TEXT BLOCK.
☆ ☆ ☆

These emanations “unfold” in eternity. In other words, they do not become or happen in the chronological sense of the word. Moreover, all emanations of the One share some sameness to it while differing from it simultaneously, a paradoxical condition that is made possible, argues Plotinus, by the utter perfection of the One. Therefore, the One can be seen as that which at once encompasses and surpasses the Many. The universe that we, the Psyche, perceive occurs in the Nous, which is ultimately in the One. Such perspective shows that the hierarchical system of Neoplatonism works as a monistic continuum.

☆ ☆ ☆

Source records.

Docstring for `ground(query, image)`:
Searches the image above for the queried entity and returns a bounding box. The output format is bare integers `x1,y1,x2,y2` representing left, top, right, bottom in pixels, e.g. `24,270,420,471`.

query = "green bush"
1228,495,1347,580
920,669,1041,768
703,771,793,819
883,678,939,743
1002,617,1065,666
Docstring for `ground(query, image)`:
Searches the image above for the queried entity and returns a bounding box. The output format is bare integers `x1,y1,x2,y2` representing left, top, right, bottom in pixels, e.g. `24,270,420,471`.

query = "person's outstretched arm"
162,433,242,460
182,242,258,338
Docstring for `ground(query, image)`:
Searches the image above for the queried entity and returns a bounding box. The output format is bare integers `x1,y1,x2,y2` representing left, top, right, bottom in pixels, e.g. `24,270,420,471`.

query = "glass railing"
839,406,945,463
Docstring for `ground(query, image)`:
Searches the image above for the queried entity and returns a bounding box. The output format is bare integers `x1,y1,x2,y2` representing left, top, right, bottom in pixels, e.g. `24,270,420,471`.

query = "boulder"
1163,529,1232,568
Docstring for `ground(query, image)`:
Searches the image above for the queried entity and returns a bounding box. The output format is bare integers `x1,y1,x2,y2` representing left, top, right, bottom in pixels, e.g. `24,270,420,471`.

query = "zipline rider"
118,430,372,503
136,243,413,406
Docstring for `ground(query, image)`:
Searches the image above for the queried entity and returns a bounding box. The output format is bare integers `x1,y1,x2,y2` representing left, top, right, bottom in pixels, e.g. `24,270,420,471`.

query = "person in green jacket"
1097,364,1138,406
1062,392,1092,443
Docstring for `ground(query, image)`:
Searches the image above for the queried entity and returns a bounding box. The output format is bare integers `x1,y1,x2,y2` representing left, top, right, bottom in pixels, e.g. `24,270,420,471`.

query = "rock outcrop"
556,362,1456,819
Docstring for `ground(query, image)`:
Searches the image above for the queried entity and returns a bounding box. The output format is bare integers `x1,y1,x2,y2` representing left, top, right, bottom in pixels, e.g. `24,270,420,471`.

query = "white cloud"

☆ ☆ ☆

REQUIRED ACTIONS.
1: In the passage on Neoplatonism, what makes it possible for every emanation to be both the same as the One and different from it?
2: Find every line in the listing that contains the string "green", and copy each one. Case counts.

ANSWERS GIVEN.
1: The utter perfection of the One.

2:
query = "green bush"
query = "person in green jacket"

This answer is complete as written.